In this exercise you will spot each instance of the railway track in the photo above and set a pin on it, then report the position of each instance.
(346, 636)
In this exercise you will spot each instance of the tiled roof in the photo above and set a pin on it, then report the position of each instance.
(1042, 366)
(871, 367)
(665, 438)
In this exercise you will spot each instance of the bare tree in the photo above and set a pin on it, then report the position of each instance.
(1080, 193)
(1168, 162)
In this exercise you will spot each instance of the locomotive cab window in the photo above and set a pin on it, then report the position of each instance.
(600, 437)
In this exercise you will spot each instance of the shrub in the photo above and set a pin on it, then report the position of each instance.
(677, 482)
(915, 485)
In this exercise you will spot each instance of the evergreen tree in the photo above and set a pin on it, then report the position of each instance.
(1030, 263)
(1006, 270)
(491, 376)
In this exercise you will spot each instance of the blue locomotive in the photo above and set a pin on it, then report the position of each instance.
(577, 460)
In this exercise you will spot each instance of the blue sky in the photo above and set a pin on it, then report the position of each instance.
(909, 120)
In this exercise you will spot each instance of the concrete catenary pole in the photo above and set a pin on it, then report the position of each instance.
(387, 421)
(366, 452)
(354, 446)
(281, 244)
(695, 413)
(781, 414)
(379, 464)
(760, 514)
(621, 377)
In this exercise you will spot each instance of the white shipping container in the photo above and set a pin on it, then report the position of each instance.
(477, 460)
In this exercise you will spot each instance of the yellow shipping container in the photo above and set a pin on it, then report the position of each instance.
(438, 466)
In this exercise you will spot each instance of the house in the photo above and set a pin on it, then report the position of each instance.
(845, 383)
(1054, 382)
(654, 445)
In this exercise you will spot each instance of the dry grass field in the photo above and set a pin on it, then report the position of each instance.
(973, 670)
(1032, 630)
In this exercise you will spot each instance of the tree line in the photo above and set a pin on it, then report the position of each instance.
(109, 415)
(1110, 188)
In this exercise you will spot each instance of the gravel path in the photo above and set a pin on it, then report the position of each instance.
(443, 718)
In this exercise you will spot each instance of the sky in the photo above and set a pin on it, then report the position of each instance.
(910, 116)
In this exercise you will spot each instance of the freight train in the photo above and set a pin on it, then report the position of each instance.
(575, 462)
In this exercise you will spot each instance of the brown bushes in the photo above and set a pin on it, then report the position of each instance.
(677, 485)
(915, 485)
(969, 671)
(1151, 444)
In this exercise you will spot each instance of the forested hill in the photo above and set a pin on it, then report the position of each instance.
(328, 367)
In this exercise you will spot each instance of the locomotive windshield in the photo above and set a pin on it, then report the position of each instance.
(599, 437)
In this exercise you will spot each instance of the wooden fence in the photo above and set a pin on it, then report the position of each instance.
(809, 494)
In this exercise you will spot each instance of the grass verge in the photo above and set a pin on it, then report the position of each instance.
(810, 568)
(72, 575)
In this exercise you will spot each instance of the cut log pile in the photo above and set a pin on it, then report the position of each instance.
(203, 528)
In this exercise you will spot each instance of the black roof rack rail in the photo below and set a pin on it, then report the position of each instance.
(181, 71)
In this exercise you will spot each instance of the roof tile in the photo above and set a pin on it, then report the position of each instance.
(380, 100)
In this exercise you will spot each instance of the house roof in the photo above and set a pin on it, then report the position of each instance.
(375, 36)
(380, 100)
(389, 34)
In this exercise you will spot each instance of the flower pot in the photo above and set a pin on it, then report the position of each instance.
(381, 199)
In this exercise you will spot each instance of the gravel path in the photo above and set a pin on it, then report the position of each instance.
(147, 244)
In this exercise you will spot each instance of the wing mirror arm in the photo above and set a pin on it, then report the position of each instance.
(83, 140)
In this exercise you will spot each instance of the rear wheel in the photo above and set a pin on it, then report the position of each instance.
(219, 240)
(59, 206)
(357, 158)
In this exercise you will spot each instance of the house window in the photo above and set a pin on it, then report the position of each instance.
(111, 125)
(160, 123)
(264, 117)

> GIVEN REQUEST
Repeat all entries. Match them exactly.

> EXERCISE OUTPUT
In this exercise you will spot each instance of the railway track in the photo above and set a pin on it, then report the position of each instance.
(346, 636)
In this exercise you will spot each instance of the tiled roof in the photo above and set a pin on it, then report the position of each instance.
(1042, 366)
(871, 367)
(665, 438)
In this exercise you will spot each instance of the bare tree in the photo above and set a pin on it, then report the position of each instance.
(1080, 193)
(1168, 162)
In this exercise you will spot each instance of the locomotive cab window in the photo above and set a pin on it, then report the position of each instance.
(600, 437)
In this exercise you will spot each instance of the shrub in the photo above and set a pin on it, then report the position of each instance.
(677, 482)
(915, 485)
In this exercise you will spot each instance of the evergreen tree in the photo above and set a pin on it, then report the position of each instance.
(1030, 263)
(1006, 270)
(491, 376)
In this exercise you will spot each instance of the blue locomotive in the photo above and set a pin on it, then report the position of each instance.
(577, 460)
In this exercise you will spot each instance of the blue sky in the photo above and set a pin on it, then report the position of each instance.
(909, 120)
In this exercise you will spot each instance of the concrete catenary pole in the photo above and set a pin on it, then report the position of each instance.
(387, 421)
(366, 452)
(354, 446)
(281, 244)
(695, 413)
(781, 414)
(379, 464)
(760, 514)
(621, 377)
In this exercise you will spot each instance of the white shipping container in the photo above and set a pin on it, then report the position of each instance.
(477, 460)
In this exercise you will spot each instance of the yellow shipping container in the photo above and set a pin on it, then report the position of each instance.
(438, 466)
In this exercise you will spot each instance of the house in the photo above and set a pin on it, then report the position of each instance.
(845, 383)
(1054, 382)
(654, 445)
In this exercise you will spot each instance of the dry grass field in the photo above and set a pin on it, then report the position of each instance.
(973, 670)
(1032, 630)
In this exercise you will spot each instance of the tree line in the photo above and set a pin on it, then report the position of each instance.
(109, 415)
(1110, 188)
In this exercise you will spot each instance of the gravel path in the photo above and set a pin on it, then report the position of each instance.
(443, 718)
In this exercise you will spot each instance of the sky in the photo above and set a pin on it, then report the position of each instance.
(910, 116)
In this exercise you will spot each instance of the freight train in the photo above and set a pin on it, then report the position of each instance.
(575, 462)
In this exercise you will spot each instance of the brown bushes in the photo above and set a pin on it, then report the position of each instance.
(677, 485)
(915, 485)
(969, 671)
(1151, 444)
In this exercise you will spot each instance of the forested hill in the photo above and set a pin on it, then report the position of each instance.
(328, 367)
In this exercise you will spot each instance of the locomotive windshield in the photo above and set a pin on it, then report the position of each instance.
(599, 437)
In this exercise you will spot each instance of the wooden fence in the photo above and set a pin on it, then report the position of each instance.
(809, 494)
In this exercise you will spot each instance of the grass verge in the photo above and set a pin on it, then report the position of each instance.
(810, 568)
(72, 575)
In this exercise you will spot each instance of the cut log pile in the photo above and set a pin on it, then report the position of each instance.
(203, 528)
In this exercise you will spot each instance of the black roof rack rail in the photo below and set a pin on it, then report the position of each instance.
(181, 71)
In this exercise you will spot each instance of the roof tile in the photo above and set a pin on it, then report the position of each instance.
(380, 100)
In this exercise you will spot each instance of the house roof in the photo above and set a pin on it, then report the position of each instance.
(375, 36)
(380, 100)
(389, 34)
In this exercise you will spot each instance of the flower pot in the photo above and set a pin on it, then report the position of each instance.
(381, 199)
In this exercise you will spot each instance of the gravel path in the photo above and set a pin on it, then report the position of each instance.
(147, 244)
In this exercise you will spot each instance of the wing mirror arm in the photo above and set a pin on it, then report the position of each instance.
(83, 140)
In this exercise you will spot each instance of the rear wheel in the photo above and set a pin on it, then report the position of each instance.
(219, 240)
(59, 206)
(357, 158)
In this exercise you will spot each instance of the house window in the photo above and set a pin on it, then report the position of each instance.
(111, 125)
(160, 123)
(264, 117)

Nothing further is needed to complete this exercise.